> _Task to complete_: Please read the passage about Carl M. B. Christensen below and tell whether each statement agrees with it, answering yes or no and quoting the deciding words of the passage. 1. Carl was christened in Aalborg's St. Budolfi Cathedral. 2. Carl's funeral service was held in North Vancouver. 3. Kirstine Marie Krogh was born in Aalborg.

--- START Passage given ---

Carl Marinus Brinck Christensen was born October 10, 1860 in Aalborg, Nordjylland [North Jutland], Denmark and christened June 30, 1861 in Aalborg's St. Budolfi (Lutheran) Cathedral. He died May 5, 1937 in North Vancouver, British Columbia, Canada. Carl M. B. Christensen's funeral service was held May 7, 1937 in the Danish Lutheran Church on the corner of Prince Albert Street and East 19th Avenue in Vancouver and he is buried in Capilano View Cemetery, 1490 Third Street, West Vancouver, B. C., Canada.

Carl M. B. Christensen (Oct 10, 1860 – May 5, 1937) lived with his parents, Niels Christensen (? – before 1880) and Nielsine Kirstine Brinck (chr Aug 26, 1830 – after 1890), his older brother Jorgen Christian Christensen (Sept 15, 1858 – after 1925) and his younger brother Rudolph Marius Engelbreth Christensen (circa 1865 – after 1880), at 30 Vestergade [Westerners Street], Kobstad parish, in the Fleskum district of Aalborg, Denmark.

Other family researchers have indicated that Niels Christensen (? – before 1880) was a master tailor. Perhaps Carl Christensen and his father Niels Christensen were descendants of Christen Christensen (c1746 - ?), a master button maker, and his wife Maren Nielsdatter (c1742 - ?) who lived at the same address in 1787.

Certainly Carl Christensen's mother's family was well known in Aalborg for generations. Nielsine Kirstine Brinck (1830 – after1890)'s parents were Jorgen Engelbret Brinck (c1781 – aft1850) and Kirstine Marie Krogh (c1805 – aft1850). Jorgen Engelbret Brinck (c1781 – aft1850) was born in Aalborg. He was headmaster of a private school in Kobstad parish, and likely related to an early Aalborg Lutheran bishop named Brinck and to an Aalborg alderman of similar Engelbretsen Brinck name. Kirstine Marie Krogh (c1805 –aft1850) was born in Bedsted, 90 kilometres west of Aalborg.

--- END Passage given ---
--- START Material shown ---

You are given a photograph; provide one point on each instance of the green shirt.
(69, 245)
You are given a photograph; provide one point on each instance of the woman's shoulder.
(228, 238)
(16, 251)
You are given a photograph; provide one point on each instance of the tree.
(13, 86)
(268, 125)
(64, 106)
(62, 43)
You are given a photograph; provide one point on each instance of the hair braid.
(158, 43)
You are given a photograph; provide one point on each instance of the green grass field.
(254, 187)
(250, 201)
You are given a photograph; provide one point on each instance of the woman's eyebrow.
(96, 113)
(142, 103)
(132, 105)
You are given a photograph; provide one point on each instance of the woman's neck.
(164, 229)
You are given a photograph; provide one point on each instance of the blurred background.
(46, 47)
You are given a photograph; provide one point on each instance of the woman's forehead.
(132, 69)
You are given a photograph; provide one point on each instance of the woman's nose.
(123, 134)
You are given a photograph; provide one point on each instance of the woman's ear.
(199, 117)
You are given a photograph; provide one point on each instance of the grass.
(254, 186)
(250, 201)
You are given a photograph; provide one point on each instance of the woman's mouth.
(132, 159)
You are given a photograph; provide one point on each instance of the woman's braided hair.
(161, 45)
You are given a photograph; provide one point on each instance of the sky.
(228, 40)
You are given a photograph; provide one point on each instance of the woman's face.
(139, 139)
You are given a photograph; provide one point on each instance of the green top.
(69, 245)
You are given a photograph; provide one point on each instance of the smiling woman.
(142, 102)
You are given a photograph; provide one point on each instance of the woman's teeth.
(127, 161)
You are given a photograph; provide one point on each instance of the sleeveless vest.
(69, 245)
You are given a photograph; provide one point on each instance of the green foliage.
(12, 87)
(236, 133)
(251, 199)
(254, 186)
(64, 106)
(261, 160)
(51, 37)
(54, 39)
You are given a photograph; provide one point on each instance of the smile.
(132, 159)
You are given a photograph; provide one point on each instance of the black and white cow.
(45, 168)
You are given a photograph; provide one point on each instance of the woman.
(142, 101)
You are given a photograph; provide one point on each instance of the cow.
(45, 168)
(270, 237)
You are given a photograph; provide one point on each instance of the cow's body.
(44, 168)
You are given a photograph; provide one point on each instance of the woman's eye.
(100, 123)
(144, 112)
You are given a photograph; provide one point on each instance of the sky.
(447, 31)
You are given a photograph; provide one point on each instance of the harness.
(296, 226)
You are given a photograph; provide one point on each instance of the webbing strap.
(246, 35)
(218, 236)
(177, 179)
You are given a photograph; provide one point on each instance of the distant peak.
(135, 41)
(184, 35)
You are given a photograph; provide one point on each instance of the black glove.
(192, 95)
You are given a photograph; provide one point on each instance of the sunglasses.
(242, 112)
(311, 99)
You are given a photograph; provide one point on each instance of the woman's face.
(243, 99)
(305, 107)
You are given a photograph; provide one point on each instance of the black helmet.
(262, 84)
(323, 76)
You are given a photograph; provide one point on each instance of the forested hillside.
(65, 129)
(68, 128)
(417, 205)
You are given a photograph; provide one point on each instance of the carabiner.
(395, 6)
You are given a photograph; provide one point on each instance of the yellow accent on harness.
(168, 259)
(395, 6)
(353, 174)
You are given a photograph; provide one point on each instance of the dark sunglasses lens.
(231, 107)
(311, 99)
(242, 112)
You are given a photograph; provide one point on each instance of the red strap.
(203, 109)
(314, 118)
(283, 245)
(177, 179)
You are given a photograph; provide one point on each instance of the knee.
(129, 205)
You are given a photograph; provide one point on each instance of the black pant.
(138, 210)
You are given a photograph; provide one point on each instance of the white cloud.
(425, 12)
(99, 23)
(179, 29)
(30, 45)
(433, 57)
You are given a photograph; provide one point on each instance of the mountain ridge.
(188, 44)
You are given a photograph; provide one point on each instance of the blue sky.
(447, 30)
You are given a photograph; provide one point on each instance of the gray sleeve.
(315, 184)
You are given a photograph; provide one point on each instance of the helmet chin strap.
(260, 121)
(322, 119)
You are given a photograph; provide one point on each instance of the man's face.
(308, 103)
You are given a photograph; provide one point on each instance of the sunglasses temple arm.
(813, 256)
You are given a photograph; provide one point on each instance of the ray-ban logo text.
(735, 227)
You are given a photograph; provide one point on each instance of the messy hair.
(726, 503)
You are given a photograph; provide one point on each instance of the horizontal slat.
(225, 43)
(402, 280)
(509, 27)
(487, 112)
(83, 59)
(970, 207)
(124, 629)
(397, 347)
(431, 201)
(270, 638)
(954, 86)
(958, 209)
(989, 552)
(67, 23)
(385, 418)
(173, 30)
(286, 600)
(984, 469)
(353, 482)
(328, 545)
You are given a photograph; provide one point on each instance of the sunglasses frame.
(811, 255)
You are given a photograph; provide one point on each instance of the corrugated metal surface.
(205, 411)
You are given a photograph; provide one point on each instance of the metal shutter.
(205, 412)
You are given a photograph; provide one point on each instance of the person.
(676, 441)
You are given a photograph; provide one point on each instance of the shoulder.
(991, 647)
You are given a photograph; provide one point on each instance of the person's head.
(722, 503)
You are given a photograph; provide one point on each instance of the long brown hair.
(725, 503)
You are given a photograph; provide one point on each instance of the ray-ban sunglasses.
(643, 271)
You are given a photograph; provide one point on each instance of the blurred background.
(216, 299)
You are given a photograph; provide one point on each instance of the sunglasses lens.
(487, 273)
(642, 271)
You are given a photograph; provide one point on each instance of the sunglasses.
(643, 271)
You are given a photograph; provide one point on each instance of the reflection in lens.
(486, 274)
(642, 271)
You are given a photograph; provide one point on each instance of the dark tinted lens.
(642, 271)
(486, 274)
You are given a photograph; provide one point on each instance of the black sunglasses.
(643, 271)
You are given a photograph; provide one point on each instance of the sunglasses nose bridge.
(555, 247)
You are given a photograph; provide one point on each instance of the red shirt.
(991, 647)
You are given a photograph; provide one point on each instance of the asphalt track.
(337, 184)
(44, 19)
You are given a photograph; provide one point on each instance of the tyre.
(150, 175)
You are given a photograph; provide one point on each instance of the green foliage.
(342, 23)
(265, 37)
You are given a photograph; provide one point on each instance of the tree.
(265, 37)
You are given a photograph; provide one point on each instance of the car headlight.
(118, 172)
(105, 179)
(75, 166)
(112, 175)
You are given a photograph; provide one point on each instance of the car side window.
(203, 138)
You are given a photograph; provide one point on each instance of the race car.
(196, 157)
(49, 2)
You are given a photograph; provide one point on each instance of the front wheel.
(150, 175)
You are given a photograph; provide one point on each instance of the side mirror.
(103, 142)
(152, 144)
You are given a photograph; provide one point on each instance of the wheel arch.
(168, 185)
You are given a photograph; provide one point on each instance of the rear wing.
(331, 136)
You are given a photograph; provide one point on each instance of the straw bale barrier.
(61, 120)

--- END Material shown ---

> _Answer in full_:
1. Yes: "christened June 30, 1861 in Aalborg's St. Budolfi (Lutheran) Cathedral"
2. No: "funeral service was held May 7, 1937 in the Danish Lutheran Church on the corner of Prince Albert Street and East 19th Avenue in Vancouver"
3. No: "was born in Bedsted, 90 kilometres west of Aalborg"